Tekst
────────────────

Fiat 128

Onder de codenaam X1/1 ontwikkelde Fiat vanaf mid jaren zestig een compacte voorwielaangedreven auto als opvolger van de 1100. Als het model in 1969 onthuld wordt, wordt de ware naam van het model genoemd: 128. De auto was eenvoudig vormgegeven met vierkante lijnen, maar bood veel binnenruimte. Naast de vierdeurs sedan was hij er ook als tweedeurs en als driedeurs stationwagon. De dwarsgeplaatste viercilinder had een inhoud van 1.116 cc, leverde 55 pk en was gekoppeld aan een handgeschakelde vierbak. Daarmee haalde de auto een top van 134 km/h en zelfs in 1969 was dat al niet erg indrukwekkend.

Fiat had echter nog de nodige ijzers in het vuur, want er moest en zou natuurlijk ook een sportieve versie moeten komen. Op basis van de 128 sedan werd er gewerkt aan zowel een coupé als een Spider. Terwijl het plan voor de spider bij Bertone werd neergelegd, werd de 128 coupé in eigen huis ontwikkeld. Daarvoor werd het chassis met 22 centimeter ingekort en kwam de totale hoogte van de auto een slordige 12 centimeter omlaag. Het resultaat was een nog altijd tamelijk ingetogen auto met een oplopende achterzijde, die eind 1971 onthuld werd.

────────────────

Aangeleverd materiaal
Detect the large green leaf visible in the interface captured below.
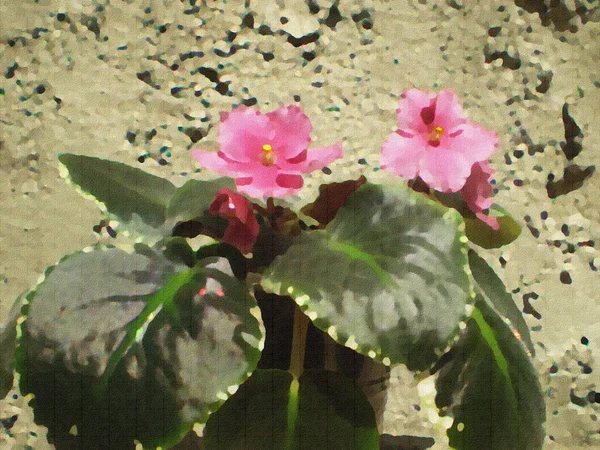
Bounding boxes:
[58,153,176,236]
[204,370,379,450]
[465,205,521,248]
[0,297,22,399]
[17,244,264,450]
[167,177,235,222]
[263,183,471,369]
[469,250,535,355]
[436,298,545,450]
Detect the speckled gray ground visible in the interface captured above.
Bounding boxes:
[0,0,600,450]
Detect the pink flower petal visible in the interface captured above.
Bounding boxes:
[275,173,304,189]
[217,107,275,162]
[435,90,467,133]
[278,143,343,173]
[379,133,425,178]
[419,146,471,192]
[461,161,493,212]
[266,105,312,159]
[236,166,302,198]
[475,212,500,231]
[192,150,252,176]
[396,89,435,133]
[208,189,260,253]
[448,123,498,167]
[192,105,342,198]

────────────────

Opdrachten
[A] Neem uit de tekst over de Fiat 128 letterlijk het gedeelte over tussen "Onder de codenaam" en "niet erg indrukwekkend.", beide inbegrepen.
[B] Met hoeveel centimeter werd volgens de tekst over de Fiat 128 het chassis ingekort voor de coupé?
[C] Schrijf de tekst over de Fiat 128 verder, aansluitend op de laatste zin.

Antwoorden
[A]
Onder de codenaam X1/1 ontwikkelde Fiat vanaf mid jaren zestig een compacte voorwielaangedreven auto als opvolger van de 1100. Als het model in 1969 onthuld wordt, wordt de ware naam van het model genoemd: 128. De auto was eenvoudig vormgegeven met vierkante lijnen, maar bood veel binnenruimte. Naast de vierdeurs sedan was hij er ook als tweedeurs en als driedeurs stationwagon. De dwarsgeplaatste viercilinder had een inhoud van 1.116 cc, leverde 55 pk en was gekoppeld aan een handgeschakelde vierbak. Daarmee haalde de auto een top van 134 km/h en zelfs in 1969 was dat al niet erg indrukwekkend.

[B] 22 centimeter

[C]
De motor voor de coupé was daarbij eveneens onder handen genomen: uitgeboord tot een inhoud van 1290 cc kon de klant nu ook kiezen uit een 67 pk sterke variant waarmee hij een topsnelheid van 160 km/h kreeg. Daarmee waren er twee motorvarianten leverbaar – simpelweg 1100 en 1300 genoemd – terwijl die twee eveneens in twee uitvoeringen verkrijgbaar waren: standaard of luxe. De laatste had ondermeer vier ronde koplampen in plaats van twee vierkante, een andere grille en wielen.

Binnenin waren er ook de nodige wijzigingen, onder meer een ander interieur en de toevoeging van een toerenteller. In 1975 werd de reeks verder uitgebreid met de 128 3P, waarbij het laatste natuurlijk voor drie deuren stond. De achterste zijruitjes liepen nu niet meer omhoog, maar recht naar achteren, waar een royale derde deur was te vinden. De achterbank was nu neerklapbaar zodat de auto een stuk praktischer werd. Tegen de tijd dat de ‘3P’ werd geïntroduceerd leverde de 1300 motor 72 pk. Tot 1978 bleef het model in het Fiat-gamma. Daarna werd de 128-reeks opgevolgd door de Ritmo, maar daar verscheen nooit een echte coupéversie van.